### DESCRIPTION OF THE TASK
Please rescale the part of the items that opens with the line containing "Where is the plate" and closes with the one containing "(78, 60), (176, 141)", both included. Give back only those lines, requests and all, with each coordinate in the answers multiplied by 1.2 and rounded to a whole number, halves rounding up.

### RECORDS TO USE
════════

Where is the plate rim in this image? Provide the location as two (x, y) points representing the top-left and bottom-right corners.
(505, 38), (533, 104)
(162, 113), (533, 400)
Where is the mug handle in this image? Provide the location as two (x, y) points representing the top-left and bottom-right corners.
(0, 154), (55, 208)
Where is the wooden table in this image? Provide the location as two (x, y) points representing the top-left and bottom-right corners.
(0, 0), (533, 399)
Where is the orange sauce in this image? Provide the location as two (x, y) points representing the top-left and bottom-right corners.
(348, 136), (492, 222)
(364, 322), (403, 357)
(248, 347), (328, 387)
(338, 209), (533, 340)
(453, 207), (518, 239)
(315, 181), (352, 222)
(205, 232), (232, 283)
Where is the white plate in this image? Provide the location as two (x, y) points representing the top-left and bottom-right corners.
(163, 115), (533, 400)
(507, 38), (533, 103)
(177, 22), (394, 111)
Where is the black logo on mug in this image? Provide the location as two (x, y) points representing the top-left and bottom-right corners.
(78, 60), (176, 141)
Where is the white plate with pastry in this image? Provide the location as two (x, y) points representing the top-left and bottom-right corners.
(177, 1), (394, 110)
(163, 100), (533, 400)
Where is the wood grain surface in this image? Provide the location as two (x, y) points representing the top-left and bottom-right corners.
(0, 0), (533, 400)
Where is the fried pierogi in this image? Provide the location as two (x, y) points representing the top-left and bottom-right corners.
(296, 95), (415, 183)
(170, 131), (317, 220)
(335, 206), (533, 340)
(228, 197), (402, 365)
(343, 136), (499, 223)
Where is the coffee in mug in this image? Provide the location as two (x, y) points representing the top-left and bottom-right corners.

════════

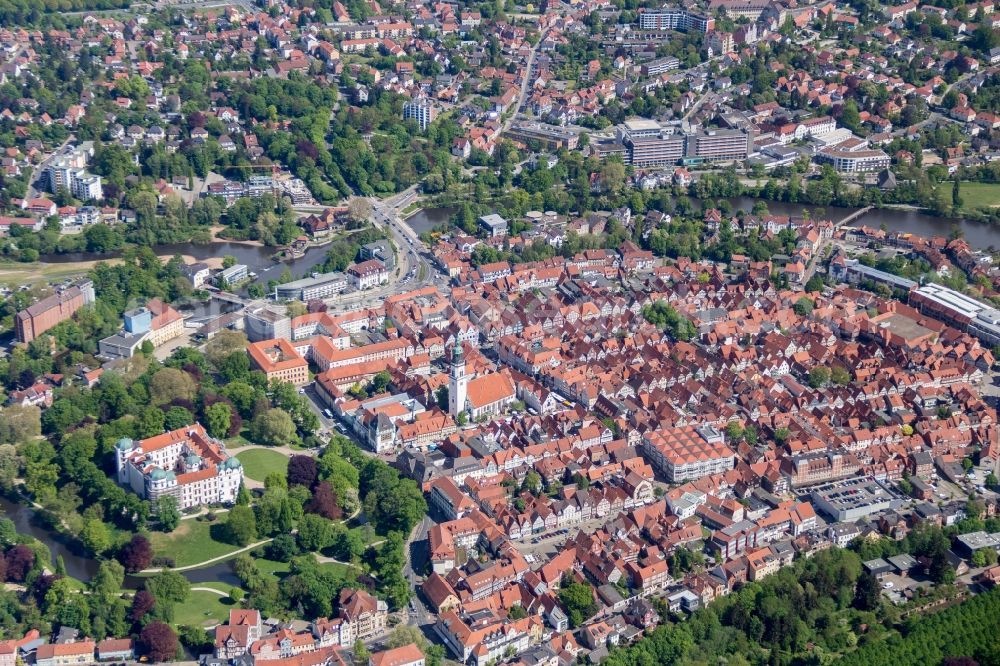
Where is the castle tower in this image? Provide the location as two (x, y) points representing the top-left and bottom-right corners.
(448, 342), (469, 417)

════════

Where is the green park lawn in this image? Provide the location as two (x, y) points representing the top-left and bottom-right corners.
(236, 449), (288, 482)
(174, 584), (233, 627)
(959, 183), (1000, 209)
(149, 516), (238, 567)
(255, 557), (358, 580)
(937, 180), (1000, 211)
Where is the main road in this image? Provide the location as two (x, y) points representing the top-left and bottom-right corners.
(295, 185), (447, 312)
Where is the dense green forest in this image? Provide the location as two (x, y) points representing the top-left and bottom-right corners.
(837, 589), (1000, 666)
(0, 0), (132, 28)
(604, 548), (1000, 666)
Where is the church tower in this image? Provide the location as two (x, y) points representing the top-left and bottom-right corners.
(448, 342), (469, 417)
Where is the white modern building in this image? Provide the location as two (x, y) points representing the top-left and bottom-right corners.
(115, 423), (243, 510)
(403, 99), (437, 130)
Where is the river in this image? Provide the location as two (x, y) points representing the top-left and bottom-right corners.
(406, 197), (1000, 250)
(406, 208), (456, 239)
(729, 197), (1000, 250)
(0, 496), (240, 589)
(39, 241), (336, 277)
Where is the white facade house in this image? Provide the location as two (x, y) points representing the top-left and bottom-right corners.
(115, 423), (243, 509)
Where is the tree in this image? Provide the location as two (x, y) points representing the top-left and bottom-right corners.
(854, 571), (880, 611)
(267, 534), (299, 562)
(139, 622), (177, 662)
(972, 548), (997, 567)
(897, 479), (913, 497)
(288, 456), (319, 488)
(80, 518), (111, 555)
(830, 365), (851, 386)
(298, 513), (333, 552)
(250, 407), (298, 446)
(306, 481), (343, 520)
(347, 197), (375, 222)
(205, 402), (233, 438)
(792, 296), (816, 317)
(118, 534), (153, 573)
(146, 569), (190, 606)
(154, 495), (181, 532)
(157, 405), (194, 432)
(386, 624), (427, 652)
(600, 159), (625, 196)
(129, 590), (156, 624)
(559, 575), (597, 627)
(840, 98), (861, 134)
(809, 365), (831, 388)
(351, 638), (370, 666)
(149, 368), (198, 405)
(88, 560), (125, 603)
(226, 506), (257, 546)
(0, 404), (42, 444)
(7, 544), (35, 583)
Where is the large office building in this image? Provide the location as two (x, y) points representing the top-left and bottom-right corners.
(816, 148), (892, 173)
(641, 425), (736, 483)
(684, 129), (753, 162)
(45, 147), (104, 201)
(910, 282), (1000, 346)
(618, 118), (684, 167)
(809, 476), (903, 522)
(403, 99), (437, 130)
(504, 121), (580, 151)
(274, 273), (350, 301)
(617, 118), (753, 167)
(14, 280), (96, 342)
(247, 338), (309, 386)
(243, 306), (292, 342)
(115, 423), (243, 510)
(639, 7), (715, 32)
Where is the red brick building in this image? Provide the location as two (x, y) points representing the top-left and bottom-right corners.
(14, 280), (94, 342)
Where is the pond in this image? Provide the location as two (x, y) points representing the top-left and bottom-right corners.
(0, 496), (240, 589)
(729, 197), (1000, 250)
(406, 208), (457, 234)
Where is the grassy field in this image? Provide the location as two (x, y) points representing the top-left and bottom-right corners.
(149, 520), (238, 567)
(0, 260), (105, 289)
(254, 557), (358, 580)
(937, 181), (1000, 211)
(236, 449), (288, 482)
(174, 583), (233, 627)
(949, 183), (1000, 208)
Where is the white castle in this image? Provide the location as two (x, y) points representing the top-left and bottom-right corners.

════════

### RESPONSE FOR THIS EXERCISE
Where is the plate rim in this image? Provide the location as two (x, y) points representing the top-left and bottom-right corners.
(606, 46), (640, 125)
(194, 136), (640, 480)
Where is the mug handle in this image? Provide the location as two (x, y) points representing the top-left and bottom-right corners.
(0, 185), (66, 250)
Where is the wooden table in this image? Provide the location as two (x, y) points representing the top-left and bottom-right corners.
(0, 0), (640, 479)
Where is the orange sauce in this image? Provide the location as two (x, y) points representing the top-left and bottom-right corners.
(418, 163), (590, 266)
(437, 386), (484, 428)
(298, 416), (394, 464)
(406, 251), (640, 408)
(544, 248), (622, 287)
(378, 217), (422, 266)
(246, 278), (278, 340)
Where is the white plate in this image? Provide the location as two (x, y) points representing the top-left and bottom-right corners.
(196, 138), (640, 480)
(608, 46), (640, 124)
(212, 26), (473, 133)
Where is the black logo on mug in this image? Provide the location as two (x, y) points representing the top-left and bottom-right corners.
(94, 72), (211, 169)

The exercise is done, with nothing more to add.